(RECORD EXTRACTS Opens)

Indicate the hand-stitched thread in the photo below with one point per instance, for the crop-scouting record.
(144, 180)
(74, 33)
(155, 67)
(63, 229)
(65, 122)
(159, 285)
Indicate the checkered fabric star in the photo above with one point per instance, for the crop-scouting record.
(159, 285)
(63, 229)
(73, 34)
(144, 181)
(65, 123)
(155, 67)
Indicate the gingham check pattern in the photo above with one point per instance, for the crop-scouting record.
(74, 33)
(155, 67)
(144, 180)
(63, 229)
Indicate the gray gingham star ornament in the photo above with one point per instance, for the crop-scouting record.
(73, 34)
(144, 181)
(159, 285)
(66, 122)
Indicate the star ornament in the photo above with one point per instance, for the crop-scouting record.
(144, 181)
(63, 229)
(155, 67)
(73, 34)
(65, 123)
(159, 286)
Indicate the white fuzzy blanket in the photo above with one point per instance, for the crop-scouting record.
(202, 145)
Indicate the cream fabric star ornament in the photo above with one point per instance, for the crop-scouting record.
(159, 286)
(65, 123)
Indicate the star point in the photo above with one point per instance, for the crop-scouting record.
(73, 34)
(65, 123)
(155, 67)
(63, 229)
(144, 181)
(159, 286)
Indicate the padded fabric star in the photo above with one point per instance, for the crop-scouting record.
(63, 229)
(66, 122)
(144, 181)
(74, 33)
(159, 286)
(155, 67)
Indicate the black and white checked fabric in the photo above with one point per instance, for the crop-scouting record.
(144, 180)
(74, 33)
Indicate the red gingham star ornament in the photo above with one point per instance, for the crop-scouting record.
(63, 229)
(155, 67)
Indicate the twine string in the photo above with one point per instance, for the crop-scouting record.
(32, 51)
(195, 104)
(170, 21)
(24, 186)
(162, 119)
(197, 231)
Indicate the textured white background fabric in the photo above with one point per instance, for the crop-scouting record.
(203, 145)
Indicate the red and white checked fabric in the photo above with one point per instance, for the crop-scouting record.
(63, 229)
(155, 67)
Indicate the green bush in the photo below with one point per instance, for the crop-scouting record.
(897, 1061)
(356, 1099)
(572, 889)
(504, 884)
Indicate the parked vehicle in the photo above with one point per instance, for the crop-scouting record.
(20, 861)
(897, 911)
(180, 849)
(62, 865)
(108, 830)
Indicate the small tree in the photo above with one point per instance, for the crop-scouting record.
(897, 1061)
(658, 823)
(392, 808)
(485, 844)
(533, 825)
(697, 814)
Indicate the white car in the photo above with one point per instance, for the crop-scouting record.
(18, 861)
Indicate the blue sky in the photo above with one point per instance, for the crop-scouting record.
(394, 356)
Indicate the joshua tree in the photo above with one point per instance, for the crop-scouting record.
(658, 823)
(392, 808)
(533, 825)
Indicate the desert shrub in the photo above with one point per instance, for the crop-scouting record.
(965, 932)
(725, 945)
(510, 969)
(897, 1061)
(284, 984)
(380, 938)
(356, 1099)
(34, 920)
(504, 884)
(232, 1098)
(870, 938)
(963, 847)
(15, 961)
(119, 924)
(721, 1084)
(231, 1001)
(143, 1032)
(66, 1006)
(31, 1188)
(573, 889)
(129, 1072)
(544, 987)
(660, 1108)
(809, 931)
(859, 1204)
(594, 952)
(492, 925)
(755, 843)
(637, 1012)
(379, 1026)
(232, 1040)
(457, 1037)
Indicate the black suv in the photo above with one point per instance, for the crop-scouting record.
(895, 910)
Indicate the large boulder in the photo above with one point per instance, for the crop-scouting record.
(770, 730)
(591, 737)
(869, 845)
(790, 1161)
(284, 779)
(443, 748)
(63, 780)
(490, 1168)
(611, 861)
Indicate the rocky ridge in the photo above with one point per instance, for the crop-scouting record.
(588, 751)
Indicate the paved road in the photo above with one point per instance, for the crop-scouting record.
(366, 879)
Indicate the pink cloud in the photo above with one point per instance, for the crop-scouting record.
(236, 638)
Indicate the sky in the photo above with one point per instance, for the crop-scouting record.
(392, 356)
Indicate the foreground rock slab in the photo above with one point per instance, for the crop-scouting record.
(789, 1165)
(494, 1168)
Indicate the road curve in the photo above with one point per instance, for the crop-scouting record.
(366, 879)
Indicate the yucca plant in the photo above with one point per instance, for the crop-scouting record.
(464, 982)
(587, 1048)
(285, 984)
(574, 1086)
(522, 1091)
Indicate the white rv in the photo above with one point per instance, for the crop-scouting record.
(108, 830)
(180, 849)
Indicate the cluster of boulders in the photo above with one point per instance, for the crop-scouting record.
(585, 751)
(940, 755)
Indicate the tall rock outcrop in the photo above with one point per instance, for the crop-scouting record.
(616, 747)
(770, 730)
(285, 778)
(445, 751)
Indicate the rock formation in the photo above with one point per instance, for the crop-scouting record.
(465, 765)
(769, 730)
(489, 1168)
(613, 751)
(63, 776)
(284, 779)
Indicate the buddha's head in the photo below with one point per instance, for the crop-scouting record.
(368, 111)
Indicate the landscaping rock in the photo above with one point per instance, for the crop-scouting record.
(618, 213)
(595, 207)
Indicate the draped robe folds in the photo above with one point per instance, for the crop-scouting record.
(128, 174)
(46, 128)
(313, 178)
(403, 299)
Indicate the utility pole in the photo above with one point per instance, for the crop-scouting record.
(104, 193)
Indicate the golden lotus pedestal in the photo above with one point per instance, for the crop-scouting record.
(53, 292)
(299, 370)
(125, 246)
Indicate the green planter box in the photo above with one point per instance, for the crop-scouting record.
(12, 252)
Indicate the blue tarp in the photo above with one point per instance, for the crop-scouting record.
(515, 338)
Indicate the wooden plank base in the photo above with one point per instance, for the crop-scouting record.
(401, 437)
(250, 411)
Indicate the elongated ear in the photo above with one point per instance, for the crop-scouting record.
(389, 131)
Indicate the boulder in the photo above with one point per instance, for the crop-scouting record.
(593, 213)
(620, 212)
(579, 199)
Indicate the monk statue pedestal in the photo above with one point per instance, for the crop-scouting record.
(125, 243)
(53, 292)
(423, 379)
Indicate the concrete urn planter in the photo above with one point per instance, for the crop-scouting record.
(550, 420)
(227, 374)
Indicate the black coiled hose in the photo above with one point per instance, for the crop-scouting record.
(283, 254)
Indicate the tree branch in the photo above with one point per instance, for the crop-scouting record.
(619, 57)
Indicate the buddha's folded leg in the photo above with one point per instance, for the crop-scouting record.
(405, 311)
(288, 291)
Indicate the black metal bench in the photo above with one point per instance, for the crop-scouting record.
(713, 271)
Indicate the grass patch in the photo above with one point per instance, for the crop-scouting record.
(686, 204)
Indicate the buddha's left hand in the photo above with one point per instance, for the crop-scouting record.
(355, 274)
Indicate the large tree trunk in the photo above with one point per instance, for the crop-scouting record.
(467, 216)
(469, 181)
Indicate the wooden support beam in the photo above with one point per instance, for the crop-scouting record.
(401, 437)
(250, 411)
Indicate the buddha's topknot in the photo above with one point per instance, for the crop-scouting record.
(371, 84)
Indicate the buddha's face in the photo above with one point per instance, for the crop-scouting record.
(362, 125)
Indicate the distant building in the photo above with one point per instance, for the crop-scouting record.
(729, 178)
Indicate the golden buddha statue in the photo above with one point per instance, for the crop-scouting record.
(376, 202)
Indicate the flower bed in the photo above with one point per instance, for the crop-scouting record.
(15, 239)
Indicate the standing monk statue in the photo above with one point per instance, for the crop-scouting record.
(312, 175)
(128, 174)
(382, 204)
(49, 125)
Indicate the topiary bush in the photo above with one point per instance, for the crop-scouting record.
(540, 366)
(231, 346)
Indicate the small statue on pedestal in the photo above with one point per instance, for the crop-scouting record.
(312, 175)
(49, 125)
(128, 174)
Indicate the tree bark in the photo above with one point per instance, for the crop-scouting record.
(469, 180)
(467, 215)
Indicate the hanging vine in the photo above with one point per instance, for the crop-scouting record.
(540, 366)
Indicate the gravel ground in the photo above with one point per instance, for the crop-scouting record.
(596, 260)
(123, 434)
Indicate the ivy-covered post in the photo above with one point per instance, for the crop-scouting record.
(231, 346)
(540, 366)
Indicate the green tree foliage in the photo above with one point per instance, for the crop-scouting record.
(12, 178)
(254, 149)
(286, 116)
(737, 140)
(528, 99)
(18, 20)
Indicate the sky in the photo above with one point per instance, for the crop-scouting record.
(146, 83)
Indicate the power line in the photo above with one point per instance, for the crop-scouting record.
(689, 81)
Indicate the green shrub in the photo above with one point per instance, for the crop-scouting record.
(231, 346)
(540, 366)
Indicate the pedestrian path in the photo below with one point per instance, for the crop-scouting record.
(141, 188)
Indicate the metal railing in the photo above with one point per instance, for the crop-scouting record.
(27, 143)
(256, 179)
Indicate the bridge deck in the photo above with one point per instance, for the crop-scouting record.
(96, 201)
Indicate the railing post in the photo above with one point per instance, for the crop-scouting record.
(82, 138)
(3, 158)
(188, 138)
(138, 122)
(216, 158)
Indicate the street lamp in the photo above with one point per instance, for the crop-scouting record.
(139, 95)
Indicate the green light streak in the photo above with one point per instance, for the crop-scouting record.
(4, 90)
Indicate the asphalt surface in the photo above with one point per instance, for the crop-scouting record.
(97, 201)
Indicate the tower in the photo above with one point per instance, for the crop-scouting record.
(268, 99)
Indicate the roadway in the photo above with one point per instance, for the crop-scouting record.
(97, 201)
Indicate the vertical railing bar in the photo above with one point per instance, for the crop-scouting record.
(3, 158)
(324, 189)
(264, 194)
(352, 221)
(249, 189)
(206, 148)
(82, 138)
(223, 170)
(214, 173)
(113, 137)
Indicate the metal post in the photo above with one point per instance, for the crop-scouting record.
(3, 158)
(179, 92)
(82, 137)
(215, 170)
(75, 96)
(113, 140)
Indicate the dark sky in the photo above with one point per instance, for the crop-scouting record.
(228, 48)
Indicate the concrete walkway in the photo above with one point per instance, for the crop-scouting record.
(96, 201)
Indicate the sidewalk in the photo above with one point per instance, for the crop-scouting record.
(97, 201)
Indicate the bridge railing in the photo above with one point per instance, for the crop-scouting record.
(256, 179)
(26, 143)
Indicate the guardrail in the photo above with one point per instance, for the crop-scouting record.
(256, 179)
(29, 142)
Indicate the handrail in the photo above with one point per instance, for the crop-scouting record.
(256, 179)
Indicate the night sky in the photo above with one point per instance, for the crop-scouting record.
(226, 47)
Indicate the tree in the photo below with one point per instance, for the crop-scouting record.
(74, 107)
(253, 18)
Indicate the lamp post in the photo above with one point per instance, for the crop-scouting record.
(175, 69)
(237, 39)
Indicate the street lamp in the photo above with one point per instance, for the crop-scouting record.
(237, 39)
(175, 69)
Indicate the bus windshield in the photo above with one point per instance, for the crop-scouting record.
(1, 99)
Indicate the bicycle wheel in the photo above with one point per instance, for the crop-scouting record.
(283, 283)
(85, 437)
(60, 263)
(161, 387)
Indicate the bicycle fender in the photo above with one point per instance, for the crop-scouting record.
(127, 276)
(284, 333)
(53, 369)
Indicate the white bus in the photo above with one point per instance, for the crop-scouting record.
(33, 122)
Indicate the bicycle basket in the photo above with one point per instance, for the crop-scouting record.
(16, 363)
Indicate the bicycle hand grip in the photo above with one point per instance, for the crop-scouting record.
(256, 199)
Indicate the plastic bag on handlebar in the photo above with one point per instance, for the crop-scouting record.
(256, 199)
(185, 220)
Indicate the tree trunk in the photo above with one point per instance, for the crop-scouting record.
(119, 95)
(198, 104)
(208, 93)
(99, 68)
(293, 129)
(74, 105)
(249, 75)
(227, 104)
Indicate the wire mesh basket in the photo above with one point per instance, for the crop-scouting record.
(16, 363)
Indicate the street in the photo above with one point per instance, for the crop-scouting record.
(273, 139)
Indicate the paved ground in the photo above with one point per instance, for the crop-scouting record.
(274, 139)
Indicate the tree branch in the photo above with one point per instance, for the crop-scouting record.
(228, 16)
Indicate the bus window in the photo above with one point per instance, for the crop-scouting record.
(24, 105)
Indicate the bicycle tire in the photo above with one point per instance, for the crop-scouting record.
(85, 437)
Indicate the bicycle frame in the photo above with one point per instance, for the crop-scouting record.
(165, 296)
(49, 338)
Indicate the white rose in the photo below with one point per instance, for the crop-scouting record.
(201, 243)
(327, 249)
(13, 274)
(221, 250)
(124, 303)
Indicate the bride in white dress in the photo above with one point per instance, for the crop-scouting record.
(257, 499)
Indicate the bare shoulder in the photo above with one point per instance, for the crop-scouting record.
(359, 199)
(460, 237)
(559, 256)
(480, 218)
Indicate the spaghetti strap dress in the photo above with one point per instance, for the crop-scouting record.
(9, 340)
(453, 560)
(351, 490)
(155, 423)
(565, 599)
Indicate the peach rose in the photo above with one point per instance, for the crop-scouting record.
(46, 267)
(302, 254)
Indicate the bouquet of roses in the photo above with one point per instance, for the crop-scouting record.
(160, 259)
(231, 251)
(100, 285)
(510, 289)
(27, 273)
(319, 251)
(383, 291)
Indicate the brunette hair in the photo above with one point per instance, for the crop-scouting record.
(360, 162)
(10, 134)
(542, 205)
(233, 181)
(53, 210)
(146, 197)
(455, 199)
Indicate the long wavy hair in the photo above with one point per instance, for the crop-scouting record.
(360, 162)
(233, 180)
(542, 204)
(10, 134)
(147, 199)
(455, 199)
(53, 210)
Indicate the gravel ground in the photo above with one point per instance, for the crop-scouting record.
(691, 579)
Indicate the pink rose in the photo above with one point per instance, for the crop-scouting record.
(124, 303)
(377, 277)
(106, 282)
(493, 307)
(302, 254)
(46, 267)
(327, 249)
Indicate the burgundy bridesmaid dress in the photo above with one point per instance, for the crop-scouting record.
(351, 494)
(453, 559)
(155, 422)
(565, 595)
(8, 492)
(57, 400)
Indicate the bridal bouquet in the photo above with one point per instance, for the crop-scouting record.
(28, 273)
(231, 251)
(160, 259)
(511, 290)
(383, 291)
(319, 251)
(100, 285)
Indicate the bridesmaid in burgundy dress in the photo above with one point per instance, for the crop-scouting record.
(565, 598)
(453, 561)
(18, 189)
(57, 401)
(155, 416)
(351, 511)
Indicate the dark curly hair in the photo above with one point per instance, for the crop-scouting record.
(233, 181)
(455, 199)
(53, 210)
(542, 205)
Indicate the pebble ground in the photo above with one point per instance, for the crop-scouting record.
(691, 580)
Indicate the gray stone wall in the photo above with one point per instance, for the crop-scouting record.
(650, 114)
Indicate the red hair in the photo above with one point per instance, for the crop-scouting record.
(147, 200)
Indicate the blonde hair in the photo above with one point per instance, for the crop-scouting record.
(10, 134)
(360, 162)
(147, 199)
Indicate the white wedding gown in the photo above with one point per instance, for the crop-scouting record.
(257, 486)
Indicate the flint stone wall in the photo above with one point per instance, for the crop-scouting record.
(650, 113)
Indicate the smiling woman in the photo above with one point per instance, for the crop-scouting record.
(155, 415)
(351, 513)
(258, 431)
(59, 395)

(RECORD EXTRACTS Closes)

Send back exactly the lines from the line with "Indicate the blonde" through the end of the records.

EXERCISE OUTPUT>
Indicate the blonde hair in the photo above with one point per instance, for the crop-scouting record.
(10, 134)
(360, 162)
(147, 199)
Indicate the white wedding gown in the photo above with one point per instance, for the crop-scouting record.
(257, 486)
Indicate the flint stone wall in the photo above with one point per instance, for the crop-scouting record.
(650, 113)
Indicate the smiling woman in the photo above with one point per instance, for the crop-scouting record.
(155, 415)
(351, 513)
(258, 431)
(59, 395)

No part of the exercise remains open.